BEGIN RECORDED DATA

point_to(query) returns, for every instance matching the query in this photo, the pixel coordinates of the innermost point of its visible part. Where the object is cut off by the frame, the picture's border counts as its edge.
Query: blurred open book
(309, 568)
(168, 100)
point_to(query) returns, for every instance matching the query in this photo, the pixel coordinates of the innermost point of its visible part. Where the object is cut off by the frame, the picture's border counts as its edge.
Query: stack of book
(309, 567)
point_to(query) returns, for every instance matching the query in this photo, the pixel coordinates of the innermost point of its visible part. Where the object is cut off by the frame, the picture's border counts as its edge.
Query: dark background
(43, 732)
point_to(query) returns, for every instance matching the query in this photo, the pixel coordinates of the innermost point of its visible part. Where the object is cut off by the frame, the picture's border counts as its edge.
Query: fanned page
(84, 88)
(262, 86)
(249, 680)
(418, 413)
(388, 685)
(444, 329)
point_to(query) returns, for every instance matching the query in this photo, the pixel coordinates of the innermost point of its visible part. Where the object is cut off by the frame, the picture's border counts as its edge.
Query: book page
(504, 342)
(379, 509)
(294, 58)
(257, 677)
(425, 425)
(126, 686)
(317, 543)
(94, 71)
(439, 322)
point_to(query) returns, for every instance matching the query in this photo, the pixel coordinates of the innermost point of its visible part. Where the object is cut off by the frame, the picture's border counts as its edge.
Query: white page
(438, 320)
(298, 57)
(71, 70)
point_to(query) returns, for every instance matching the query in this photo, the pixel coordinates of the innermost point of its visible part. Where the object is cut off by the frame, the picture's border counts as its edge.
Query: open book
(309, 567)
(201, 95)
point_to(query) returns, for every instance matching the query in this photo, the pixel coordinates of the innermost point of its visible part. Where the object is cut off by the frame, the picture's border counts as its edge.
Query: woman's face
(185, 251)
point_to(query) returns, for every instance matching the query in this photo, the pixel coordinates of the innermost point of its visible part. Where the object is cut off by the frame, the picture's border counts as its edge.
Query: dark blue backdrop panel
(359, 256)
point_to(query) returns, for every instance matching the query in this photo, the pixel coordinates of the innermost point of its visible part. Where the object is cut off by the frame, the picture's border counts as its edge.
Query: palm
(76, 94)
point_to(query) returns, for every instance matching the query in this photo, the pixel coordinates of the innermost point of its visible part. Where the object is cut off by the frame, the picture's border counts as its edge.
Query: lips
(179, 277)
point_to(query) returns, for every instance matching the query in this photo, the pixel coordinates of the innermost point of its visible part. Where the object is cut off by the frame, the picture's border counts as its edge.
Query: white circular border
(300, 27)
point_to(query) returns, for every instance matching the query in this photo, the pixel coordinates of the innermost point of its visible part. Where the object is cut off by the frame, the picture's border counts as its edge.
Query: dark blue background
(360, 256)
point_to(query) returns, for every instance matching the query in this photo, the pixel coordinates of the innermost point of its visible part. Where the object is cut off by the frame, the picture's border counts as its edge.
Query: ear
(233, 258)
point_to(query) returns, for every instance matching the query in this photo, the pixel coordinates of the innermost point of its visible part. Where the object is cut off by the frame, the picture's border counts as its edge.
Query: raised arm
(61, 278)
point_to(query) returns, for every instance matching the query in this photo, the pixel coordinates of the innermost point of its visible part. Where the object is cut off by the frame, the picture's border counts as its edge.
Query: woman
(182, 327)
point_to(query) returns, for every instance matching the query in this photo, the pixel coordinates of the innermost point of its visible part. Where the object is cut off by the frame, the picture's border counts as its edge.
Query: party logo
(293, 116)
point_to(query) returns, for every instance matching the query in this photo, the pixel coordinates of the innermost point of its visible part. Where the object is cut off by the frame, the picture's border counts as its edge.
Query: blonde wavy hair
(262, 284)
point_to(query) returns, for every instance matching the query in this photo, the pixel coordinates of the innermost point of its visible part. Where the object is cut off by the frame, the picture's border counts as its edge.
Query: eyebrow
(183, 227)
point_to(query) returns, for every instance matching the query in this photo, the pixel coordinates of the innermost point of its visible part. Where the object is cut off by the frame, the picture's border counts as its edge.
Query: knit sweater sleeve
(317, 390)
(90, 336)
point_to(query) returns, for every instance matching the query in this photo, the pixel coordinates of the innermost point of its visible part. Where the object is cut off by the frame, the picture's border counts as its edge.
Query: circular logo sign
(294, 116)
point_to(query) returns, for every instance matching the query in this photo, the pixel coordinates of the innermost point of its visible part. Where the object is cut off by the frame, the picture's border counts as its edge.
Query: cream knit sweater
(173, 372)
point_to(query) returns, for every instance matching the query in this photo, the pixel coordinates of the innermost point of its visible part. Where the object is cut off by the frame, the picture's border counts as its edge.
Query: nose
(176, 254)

END RECORDED DATA

» EXERCISE
Output the entire data exactly, line for line.

» TASK OUTPUT
point_to(query) returns, for every instance matching the query in this photo, the pixel coordinates of the innermost point of its visible part. Where the object is cut off by the frame, the picture's border counts as its edge.
Query: blurred open book
(309, 568)
(168, 100)
point_to(query) returns, for every instance matching the query in this photo, the pixel coordinates of the innermost point of its visible part. Where the object is cut off by the frame, the picture's border counts as its edge.
Query: stack of book
(309, 567)
point_to(query) returns, for every instance matching the query in this photo, the pixel coordinates of the innermost point of its visible part. Where the object is cut off by the frame, the picture's border counts as its edge.
Query: dark background
(43, 732)
point_to(query) returns, for every instance matching the query in this photo, the pixel coordinates of the innermost point of its visible part. Where the object is cut off by the frame, the picture's border counts as its edge.
Query: fanned page
(84, 88)
(262, 86)
(249, 680)
(418, 413)
(388, 685)
(444, 329)
point_to(query) returns, for every instance matching the query in this photo, the pixel coordinates of the innermost point of its visible part. Where the object is cut off by the frame, the picture's border counts as its edge.
Query: book page
(504, 342)
(379, 509)
(294, 58)
(257, 677)
(425, 425)
(126, 686)
(317, 543)
(94, 71)
(439, 322)
point_to(query) returns, for every instance matching the query in this photo, the pixel coordinates of the innermost point of its visible part. Where the object is cut off by the frame, the picture's border counts as its edge.
Query: white page
(438, 320)
(298, 57)
(71, 70)
point_to(query) returns, for every instance matching the query in this photo, the pixel coordinates of the innermost point of its visible part. Where the object is cut off by the frame, the picture's border counts as its edge.
Query: open book
(309, 567)
(201, 95)
point_to(query) returns, for every instance matching the query in this photo, the pixel coordinates of the innermost point of its visible part. Where the object is cut off by the frame, the picture's border counts as its edge.
Query: woman's face
(185, 251)
point_to(query) returns, for every instance matching the query in this photo, the pixel coordinates of the innermost point of its visible part. Where the object is cut off by the frame, the picture's border counts as its edge.
Query: dark blue backdrop panel
(359, 256)
point_to(query) returns, for every instance matching the query in this photo, the pixel coordinates of the innermost point of its visible part. Where the object is cut off by the frame, the picture's border counts as its edge.
Query: palm
(76, 94)
point_to(query) returns, for every instance matching the query in this photo, the pixel coordinates of the innermost point of its visible part. Where the object is cut off by the frame, the picture's border counts as its edge.
Query: lips
(179, 277)
point_to(query) returns, for every instance matching the query in this photo, the pixel coordinates of the innermost point of its visible part. Where the object is cut off by the frame, the picture's border counts as its edge.
Query: white circular border
(300, 27)
point_to(query) returns, for every instance matching the query in this photo, the pixel coordinates of the innermost point of its visible part. Where the object is cut off by the frame, the picture's border counts as its edge.
Query: dark blue background
(360, 256)
point_to(query) returns, for every instance matching the query in this photo, the pixel coordinates of the innermost point of its visible part. Where the object is cut off by the frame, the picture's border counts as its edge.
Query: ear
(233, 258)
point_to(query) returns, for every instance matching the query in this photo, the pixel coordinates of the innermost point of its visible part. Where the object is cut off by the frame, the picture's border counts as its edge.
Query: raised arm
(61, 278)
point_to(query) returns, for every instance matching the query in this photo, the pixel coordinates of the innermost point of its visible part. Where the object is cut off by the frame, the picture's border counts as its edge.
Query: woman
(182, 327)
point_to(query) returns, for every instance matching the query in this photo, the pixel coordinates of the innermost point of its visible part. Where the object is cut off by the frame, the picture's border counts as its edge.
Query: party logo
(293, 116)
point_to(query) returns, for every instance matching the query in this photo, the pixel coordinates of the innermost point of its visible part. Where the object is cut off by the frame, the picture's border counts as its edge.
Query: blonde wavy hair
(262, 284)
point_to(query) returns, for every instance matching the query in this photo, the pixel coordinates of the innermost point of its visible part. Where the object is cut off by the frame, the picture's border counts as its edge.
Query: eyebrow
(183, 227)
point_to(query) returns, for every instance matching the query in this photo, the pixel coordinates of the innermost point of its visible part. Where the object is cut off by the frame, the picture's border counts as its edge.
Query: knit sweater sleeve
(317, 390)
(90, 336)
point_to(query) returns, for every instance matching the query in this photo, the pixel coordinates of the innermost point of its visible part. Where the object is cut off by the frame, the picture's border counts as its edge.
Query: circular logo sign
(294, 116)
point_to(query) returns, for every instance matching the query in this photo, the pixel coordinates of the innermost point of its visible part. Where the object is cut off by the frame, the picture's border counts as its edge.
Query: cream knit sweater
(173, 372)
point_to(query) returns, for every instance matching the query in this photo, the pixel coordinates of the innermost point of its visible part. Where the object is cut off by the frame, the picture's border counts as its edge.
Query: nose
(176, 254)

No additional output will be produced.